Set task: Copy every line of the records below word for word, but leave out the pictures.

-- Begin Data supplied --

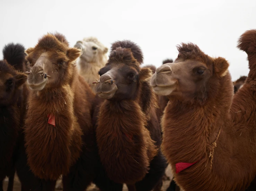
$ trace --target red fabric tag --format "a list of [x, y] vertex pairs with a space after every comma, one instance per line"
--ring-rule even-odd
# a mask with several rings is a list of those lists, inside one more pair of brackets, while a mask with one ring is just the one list
[[194, 164], [195, 164], [198, 161], [199, 161], [198, 160], [193, 163], [187, 163], [186, 162], [179, 162], [178, 163], [177, 163], [175, 164], [176, 166], [176, 174], [178, 173], [187, 168], [188, 168]]
[[129, 139], [130, 140], [130, 141], [131, 141], [132, 140], [132, 135], [129, 135], [126, 134], [125, 133], [124, 133], [124, 134], [125, 135], [125, 136], [128, 137], [128, 139]]
[[55, 116], [50, 113], [47, 115], [47, 117], [48, 118], [48, 123], [55, 127]]

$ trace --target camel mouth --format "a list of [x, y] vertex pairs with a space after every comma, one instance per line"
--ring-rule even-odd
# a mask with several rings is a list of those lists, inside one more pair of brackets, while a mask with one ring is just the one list
[[46, 81], [45, 80], [42, 83], [36, 84], [29, 84], [28, 82], [28, 86], [29, 89], [34, 91], [39, 91], [44, 89], [46, 83]]
[[116, 91], [116, 90], [115, 89], [113, 90], [108, 92], [101, 92], [99, 93], [98, 93], [99, 95], [99, 97], [100, 98], [104, 99], [108, 99], [112, 98], [115, 93]]
[[176, 89], [176, 81], [172, 82], [171, 84], [157, 84], [152, 87], [153, 90], [160, 96], [168, 96]]
[[175, 90], [176, 87], [174, 86], [155, 86], [153, 87], [153, 91], [159, 96], [169, 96]]
[[116, 85], [114, 88], [111, 88], [111, 90], [108, 90], [108, 88], [103, 88], [102, 87], [101, 88], [96, 89], [96, 93], [99, 97], [104, 99], [108, 99], [112, 98], [117, 90], [117, 86]]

-- End Data supplied --

Solution for this problem:
$ trace --target red fabric tag --format "a list of [x, y] vertex pairs with a space after every comma, one instance per line"
--ring-rule even-odd
# a mask with several rings is a list of those lists, inside one more pair of brackets, while a mask with one ring is just the one list
[[194, 164], [195, 164], [198, 161], [199, 161], [198, 160], [193, 163], [187, 163], [186, 162], [179, 162], [178, 163], [177, 163], [175, 164], [176, 166], [176, 174], [178, 173], [187, 168], [188, 168]]
[[129, 139], [130, 140], [130, 141], [131, 141], [132, 140], [132, 135], [129, 135], [126, 134], [125, 133], [124, 133], [124, 134], [125, 135], [125, 136], [128, 137], [128, 139]]
[[55, 116], [50, 113], [47, 115], [47, 117], [48, 118], [48, 123], [55, 127]]

$ trace --target camel mouth --format "a list of [x, y] vertex pairs with a space after every comma, one instance per line"
--ring-rule even-odd
# a mask with several rings is a list of those lists, inside one more pair of brackets, while a mask with one ring is just the one list
[[46, 81], [45, 80], [42, 83], [36, 84], [29, 84], [28, 82], [28, 86], [29, 89], [34, 91], [39, 91], [44, 89], [46, 83]]
[[116, 91], [116, 90], [115, 89], [113, 90], [108, 92], [101, 92], [99, 93], [98, 93], [99, 95], [99, 97], [100, 98], [104, 99], [108, 99], [112, 98], [115, 93]]
[[176, 89], [176, 81], [172, 82], [171, 84], [157, 84], [152, 87], [153, 90], [160, 96], [168, 96]]
[[175, 90], [176, 87], [174, 86], [155, 86], [153, 87], [153, 91], [159, 96], [169, 96]]
[[116, 85], [114, 88], [111, 88], [111, 90], [108, 90], [108, 88], [103, 88], [102, 87], [101, 88], [96, 89], [96, 93], [99, 97], [104, 99], [108, 99], [112, 98], [117, 90], [117, 86]]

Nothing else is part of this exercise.